◆ **Problems to solve**:
(a) In the abstract on ergonomic risk in critically ill patients, how many evaluated patients were excluded, and for what reason?
(b) Transcribe the abstract on ergonomic risk in critically ill patients from "To evaluate the" up to and including "low ergonomic risk.".

◆ **Text excerpt**:

++++++++

To evaluate the ergonomic risk of critically ill patients.
A prospective cohort study was performed from December 2014 through March 2015. A specific and validated ergonomic risk scale that evaluates patients' weight, height, level of consciousness, bed mobility, walking, number of catheters and equipment, as for the patient ambient was applied at the first physiotherapy session and after critically ill department discharge. This scale classifies the patient as high, medium, or low ergonomic risk.
During the study period 250 patients were evaluated, though 25 were excluded due to incomplete data. From the 225 patients, at the first evaluation, 20% had high ergonomic risk, 63% had medium risk and 18% low risk. At critically ill department discharge there was 15% of high ergonomic risk patients, 56% medium risk and 28% low risk patients. At critically ill department discharge, 5% of patients worsen their ergonomic risk, 19% improved, and 76% remained unchanged.
In this study most critically ill patients had medium ergonomic risk, and this risk maintained unchanged through patients' hospital stay. This data suggests a higher patient demand at our critically ill department, representing the need for human resources planning to attend this patient condition. It also alerts the health care team for ergonomic risk while caring for this complex patient profile, in order to improve the resources needed to minimize risks for the patient as for the health care team.
This research received no grant from any funding agency in the public, commercial, or not-for-profit sectors.

++++++++

◆ **Record excerpts**:
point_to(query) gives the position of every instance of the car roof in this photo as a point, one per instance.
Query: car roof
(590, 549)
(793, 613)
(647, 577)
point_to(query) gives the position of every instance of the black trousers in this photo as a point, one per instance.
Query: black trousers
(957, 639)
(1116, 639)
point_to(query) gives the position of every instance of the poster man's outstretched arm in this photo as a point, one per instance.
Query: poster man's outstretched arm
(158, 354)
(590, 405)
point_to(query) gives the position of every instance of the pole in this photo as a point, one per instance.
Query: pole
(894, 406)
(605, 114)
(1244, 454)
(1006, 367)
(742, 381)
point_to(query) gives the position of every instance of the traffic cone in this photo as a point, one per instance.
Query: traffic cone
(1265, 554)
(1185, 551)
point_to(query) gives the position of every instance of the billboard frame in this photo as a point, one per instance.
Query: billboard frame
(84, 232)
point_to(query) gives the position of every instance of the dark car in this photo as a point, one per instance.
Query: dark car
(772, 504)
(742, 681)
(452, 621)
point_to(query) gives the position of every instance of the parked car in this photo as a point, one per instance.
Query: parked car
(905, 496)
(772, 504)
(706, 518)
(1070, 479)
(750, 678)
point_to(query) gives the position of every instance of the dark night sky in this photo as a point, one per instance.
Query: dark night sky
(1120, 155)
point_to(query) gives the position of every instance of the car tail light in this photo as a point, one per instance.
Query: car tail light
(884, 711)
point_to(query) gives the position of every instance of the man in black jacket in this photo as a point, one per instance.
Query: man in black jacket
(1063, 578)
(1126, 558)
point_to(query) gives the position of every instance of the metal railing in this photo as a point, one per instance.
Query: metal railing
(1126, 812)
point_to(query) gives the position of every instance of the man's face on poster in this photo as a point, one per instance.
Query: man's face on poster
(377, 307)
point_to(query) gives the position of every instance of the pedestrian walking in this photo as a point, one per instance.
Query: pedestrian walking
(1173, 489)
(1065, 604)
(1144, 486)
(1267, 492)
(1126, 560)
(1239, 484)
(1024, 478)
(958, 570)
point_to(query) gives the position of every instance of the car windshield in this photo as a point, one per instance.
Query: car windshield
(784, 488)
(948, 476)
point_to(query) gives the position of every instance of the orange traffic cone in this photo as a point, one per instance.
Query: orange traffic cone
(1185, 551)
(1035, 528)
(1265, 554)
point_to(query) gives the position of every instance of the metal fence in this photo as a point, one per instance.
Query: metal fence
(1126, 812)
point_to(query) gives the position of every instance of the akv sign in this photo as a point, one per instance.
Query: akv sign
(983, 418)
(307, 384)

++++++++

◆ **Per-task answers**:
(a) Twenty-five patients were excluded due to incomplete data.

(b)
To evaluate the ergonomic risk of critically ill patients.
A prospective cohort study was performed from December 2014 through March 2015. A specific and validated ergonomic risk scale that evaluates patients' weight, height, level of consciousness, bed mobility, walking, number of catheters and equipment, as for the patient ambient was applied at the first physiotherapy session and after critically ill department discharge. This scale classifies the patient as high, medium, or low ergonomic risk.